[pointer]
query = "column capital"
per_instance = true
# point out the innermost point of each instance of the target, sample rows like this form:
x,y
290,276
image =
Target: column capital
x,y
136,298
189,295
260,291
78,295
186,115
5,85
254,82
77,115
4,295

▬▬▬

Restate the data above exactly, keeping each word as it stands.

[pointer]
query = "column capital"
per_instance = true
# point out the innermost point of each instance of the target, sample rows like this form:
x,y
290,276
image =
Target: column capital
x,y
136,298
189,295
260,291
78,295
186,115
5,85
254,82
77,115
4,295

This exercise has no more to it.